— Start of THE DATA —
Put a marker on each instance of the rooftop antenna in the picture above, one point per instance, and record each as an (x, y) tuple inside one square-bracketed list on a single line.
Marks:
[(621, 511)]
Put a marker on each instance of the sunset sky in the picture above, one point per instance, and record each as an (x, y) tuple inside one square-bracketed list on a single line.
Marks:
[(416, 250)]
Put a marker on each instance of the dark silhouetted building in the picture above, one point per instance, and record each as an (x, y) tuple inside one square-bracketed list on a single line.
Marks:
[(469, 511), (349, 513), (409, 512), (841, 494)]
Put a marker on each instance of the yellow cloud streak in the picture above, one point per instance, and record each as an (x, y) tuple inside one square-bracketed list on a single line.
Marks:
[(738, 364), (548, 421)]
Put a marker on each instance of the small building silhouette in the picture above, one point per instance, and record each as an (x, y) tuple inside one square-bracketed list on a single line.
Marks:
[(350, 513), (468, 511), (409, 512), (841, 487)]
— End of THE DATA —
◆ THE REQUEST: Pull out every line of the entries above and reproduce each one character for character, in its original order.

◆ TASK OUTPUT:
Put a marker on each instance of the rooftop antenna in the picture above, one point per instance, and record each as an (x, y) tuple inside one square-bracketed list on a single line.
Marks:
[(621, 511)]
Put a marker on each instance of the sunset sky in the picture above, one point per instance, and record each as an (x, y) tuple inside one square-bracketed list on a single line.
Marks:
[(416, 250)]
Put a marker on each instance of the dark silhouetted building in the picture above, one point per instance, and record each as an (x, y) tuple inside one square-bracketed list on a single line.
Marks:
[(469, 511), (349, 513), (409, 512), (841, 494)]
Put a marker on each instance of the yellow cloud streak in the picture above, one point per instance, and record each as an (x, y) tuple inside one square-bracketed list on a single line.
Marks:
[(738, 364), (548, 421)]
Put a marker on each instance of the small building silhouette in the picture above, one point per instance, and record each as an (x, y) tuple inside one square-bracketed list on a single line.
Marks:
[(350, 513), (468, 511), (409, 512), (841, 487)]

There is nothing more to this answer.